Exercise aim:
In the academy compliance article, copy the passage from "Procurement Act 2023 –" to "value for money.", substituting "public bodies" for "contracting authorities".

Extract provided:
((
• 7 min read
  • Feb 2026

Impact of New Legislation on Academy Risk and Compliance Strategies

Main key points

  • From 2025 onwards, governance evidence and trustee challenge are under stronger scrutiny.
  • ATH 2025 increases expectations around financial oversight, delegation and internal scrutiny.
  • Procurement compliance requires clearer audit trails, thresholds and policy alignment.
  • Safeguarding is increasingly assessed as a board-level governance responsibility.
  • Audit readiness depends on documentation, risk alignment and tracked remediation.

Overview

From 2025 onwards, academy trusts have faced a significant shift in regulatory and statutory expectations, placing greater emphasis on governance quality, financial oversight, safeguarding, and assurance. While many of these changes stem from updated statutory guidance rather than entirely new primary legislation, their combined impact marks a move towards increased accountability, stronger trustee engagement, and more robust evidence of compliance.

Trusts are now expected to not only meet these requirements but to actively demonstrate how they are overseen and embedded across the organisation.

Academy Trust Handbook 2025

The Academy Trust Handbook (ATH), effective from September 2025, continues the trend of reinforcing financial management and governance expectations. Key areas of focus include:

  • Enhanced trustee oversight of financial management
  • Clearer delegation frameworks
  • Increased transparency regarding related party transactions and conflicts of interest
  • Stronger expectations for independent, risk-based, and effective internal scrutiny arrangements

Trustees are now required to engage more frequently and critically with financial information. They must ensure that delegation and approval processes are well-documented and consistently applied. Additionally, internal scrutiny arrangements must provide meaningful assurance, not merely fulfil compliance requirements.

Financial Reporting and Accounts Preparation

Looking forward from 2025, updates to the Accounts Direction and the Academies Financial Reporting Framework continue to reinforce the need for clarity, consistency, and long-term sustainability. There will be a heightened focus on robust going concern assessments, particularly for trusts facing funding pressures or rising costs. These assessments should also show a clearer alignment between financial forecasts, risk registers, and narrative disclosures.

Trustees must demonstrate a stronger understanding of the accounts they approve, and narrative reporting will increasingly be treated as a governance output, subject to audit scrutiny.

Procurement Act 2023 – Full Implementation

From 2025 onwards, the Procurement Act 2023 applies fully to academy trusts for relevant procurements, reflecting their status as contracting authorities. This Act introduces revised procurement procedures, including updated thresholds and enhanced requirements for transparency, record-keeping, audit trails, and value for money.
))
Point placement records
((
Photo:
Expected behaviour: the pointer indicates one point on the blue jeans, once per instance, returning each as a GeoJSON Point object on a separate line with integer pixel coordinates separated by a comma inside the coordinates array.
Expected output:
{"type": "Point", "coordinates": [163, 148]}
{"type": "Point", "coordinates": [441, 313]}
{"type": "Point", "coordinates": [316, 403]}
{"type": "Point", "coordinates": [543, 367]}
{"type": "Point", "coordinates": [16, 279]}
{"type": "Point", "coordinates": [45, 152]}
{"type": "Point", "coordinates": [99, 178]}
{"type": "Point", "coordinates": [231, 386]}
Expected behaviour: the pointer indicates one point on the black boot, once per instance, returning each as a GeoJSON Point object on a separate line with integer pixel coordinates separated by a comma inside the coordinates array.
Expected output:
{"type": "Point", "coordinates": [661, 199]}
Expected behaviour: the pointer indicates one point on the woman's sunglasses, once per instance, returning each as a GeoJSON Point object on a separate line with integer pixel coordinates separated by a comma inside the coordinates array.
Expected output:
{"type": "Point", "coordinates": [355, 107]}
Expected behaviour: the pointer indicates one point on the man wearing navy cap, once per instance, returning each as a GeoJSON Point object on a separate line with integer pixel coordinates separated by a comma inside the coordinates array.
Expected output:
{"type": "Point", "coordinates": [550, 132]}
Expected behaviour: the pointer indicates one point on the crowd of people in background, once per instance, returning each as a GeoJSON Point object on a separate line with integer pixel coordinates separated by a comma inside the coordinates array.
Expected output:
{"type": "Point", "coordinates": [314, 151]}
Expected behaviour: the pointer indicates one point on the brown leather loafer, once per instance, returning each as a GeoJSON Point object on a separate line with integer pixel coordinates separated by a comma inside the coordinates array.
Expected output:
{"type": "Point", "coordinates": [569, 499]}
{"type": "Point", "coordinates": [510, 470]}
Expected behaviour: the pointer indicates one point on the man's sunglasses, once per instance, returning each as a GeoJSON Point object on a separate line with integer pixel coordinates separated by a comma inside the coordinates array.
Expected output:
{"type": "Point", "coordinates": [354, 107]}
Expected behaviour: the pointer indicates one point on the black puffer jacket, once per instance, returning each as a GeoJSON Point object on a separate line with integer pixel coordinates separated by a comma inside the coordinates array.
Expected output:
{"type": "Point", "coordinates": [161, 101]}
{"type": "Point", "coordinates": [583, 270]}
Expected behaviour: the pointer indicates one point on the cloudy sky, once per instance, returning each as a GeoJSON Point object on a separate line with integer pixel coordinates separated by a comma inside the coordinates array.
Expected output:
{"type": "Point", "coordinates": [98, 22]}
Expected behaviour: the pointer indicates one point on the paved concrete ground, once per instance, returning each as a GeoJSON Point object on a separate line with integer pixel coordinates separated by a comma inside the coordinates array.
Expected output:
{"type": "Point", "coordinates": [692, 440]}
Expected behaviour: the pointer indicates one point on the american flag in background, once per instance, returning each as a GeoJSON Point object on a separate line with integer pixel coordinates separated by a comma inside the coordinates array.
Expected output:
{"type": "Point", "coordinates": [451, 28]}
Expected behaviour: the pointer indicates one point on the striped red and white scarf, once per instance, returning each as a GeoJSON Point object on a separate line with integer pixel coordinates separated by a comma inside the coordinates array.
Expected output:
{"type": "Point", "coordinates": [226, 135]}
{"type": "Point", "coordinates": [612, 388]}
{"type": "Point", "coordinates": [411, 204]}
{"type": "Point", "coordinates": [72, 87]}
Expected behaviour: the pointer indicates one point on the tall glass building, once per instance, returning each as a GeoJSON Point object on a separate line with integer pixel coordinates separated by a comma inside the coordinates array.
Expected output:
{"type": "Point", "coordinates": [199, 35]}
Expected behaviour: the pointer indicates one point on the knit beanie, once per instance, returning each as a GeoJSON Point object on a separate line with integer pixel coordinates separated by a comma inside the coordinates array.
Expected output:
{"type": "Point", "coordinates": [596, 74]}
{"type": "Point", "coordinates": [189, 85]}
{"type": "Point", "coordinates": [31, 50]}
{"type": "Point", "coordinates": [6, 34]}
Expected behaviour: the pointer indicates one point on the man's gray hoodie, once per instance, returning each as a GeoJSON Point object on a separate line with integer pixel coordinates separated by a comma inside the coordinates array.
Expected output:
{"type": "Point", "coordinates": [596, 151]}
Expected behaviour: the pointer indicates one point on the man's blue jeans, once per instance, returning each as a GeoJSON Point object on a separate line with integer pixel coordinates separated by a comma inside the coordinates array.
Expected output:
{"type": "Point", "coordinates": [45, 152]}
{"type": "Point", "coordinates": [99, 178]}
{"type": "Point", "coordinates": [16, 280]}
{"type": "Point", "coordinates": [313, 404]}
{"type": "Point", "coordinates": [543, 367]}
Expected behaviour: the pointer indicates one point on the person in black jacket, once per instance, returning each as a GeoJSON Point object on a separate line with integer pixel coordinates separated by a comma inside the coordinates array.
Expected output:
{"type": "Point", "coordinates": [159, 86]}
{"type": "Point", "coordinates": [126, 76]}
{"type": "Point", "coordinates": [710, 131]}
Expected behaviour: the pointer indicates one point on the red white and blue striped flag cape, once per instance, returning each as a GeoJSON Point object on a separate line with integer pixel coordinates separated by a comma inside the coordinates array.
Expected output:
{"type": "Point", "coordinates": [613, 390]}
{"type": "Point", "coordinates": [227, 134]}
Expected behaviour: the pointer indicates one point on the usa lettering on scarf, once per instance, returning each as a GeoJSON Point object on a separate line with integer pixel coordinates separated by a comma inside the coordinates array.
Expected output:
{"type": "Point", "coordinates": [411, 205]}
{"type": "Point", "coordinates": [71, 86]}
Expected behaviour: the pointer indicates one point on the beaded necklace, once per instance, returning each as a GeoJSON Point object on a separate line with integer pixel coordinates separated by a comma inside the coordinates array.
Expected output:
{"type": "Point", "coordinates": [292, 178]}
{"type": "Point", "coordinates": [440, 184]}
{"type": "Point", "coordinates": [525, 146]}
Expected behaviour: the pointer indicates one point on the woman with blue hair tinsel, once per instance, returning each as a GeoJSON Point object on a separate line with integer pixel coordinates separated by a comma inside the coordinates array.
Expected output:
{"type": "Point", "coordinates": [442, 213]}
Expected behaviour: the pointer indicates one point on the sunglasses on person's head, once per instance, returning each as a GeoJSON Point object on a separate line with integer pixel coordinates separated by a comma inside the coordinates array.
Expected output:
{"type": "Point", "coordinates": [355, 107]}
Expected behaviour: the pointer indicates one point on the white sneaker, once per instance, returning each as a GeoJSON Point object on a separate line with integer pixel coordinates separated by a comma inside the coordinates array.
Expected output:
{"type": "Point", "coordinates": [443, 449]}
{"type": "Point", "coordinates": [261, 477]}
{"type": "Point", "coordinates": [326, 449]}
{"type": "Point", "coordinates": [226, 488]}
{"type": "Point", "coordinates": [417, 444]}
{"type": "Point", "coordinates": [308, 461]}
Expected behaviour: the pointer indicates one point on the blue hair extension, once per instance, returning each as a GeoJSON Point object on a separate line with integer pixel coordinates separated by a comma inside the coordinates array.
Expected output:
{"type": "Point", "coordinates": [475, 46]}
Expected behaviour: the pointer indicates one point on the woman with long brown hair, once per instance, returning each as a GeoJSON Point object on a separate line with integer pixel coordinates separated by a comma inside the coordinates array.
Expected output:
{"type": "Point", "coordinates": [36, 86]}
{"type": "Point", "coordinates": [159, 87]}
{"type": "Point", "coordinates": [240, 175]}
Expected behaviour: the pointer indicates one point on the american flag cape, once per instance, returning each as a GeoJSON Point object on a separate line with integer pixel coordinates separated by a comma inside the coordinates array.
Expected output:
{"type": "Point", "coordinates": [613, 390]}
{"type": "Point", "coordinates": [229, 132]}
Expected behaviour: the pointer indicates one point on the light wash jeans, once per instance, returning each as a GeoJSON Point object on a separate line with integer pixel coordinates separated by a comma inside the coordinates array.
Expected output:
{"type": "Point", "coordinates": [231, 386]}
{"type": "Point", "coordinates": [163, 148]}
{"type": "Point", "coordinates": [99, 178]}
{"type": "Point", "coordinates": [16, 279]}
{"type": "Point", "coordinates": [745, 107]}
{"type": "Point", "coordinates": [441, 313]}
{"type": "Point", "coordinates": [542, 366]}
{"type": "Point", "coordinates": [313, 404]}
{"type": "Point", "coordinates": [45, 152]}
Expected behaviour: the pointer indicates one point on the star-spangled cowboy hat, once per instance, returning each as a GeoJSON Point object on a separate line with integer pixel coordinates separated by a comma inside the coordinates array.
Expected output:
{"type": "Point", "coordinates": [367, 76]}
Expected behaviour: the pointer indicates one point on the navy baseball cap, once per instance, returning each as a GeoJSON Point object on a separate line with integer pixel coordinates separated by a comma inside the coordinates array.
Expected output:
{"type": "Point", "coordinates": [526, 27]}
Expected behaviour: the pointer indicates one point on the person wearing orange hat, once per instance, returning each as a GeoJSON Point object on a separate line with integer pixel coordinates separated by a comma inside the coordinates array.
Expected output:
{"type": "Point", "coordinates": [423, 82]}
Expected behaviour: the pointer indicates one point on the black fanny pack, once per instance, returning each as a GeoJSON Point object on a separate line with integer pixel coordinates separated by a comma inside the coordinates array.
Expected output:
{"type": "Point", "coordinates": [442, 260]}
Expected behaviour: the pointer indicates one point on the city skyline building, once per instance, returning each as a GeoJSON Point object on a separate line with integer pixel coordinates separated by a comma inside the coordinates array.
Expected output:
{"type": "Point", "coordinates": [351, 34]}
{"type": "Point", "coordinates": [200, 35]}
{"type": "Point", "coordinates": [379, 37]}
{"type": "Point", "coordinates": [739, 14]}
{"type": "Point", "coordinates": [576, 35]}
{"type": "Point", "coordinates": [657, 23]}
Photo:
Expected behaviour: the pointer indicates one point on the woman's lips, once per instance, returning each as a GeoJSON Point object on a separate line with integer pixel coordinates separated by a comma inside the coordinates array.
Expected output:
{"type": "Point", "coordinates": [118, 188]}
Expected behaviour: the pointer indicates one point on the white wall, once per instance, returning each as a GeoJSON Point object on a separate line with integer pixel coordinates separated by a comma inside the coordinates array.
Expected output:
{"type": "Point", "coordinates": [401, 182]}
))
Result for this exercise:
Procurement Act 2023 – Full Implementation

From 2025 onwards, the Procurement Act 2023 applies fully to academy trusts for relevant procurements, reflecting their status as public bodies. This Act introduces revised procurement procedures, including updated thresholds and enhanced requirements for transparency, record-keeping, audit trails, and value for money.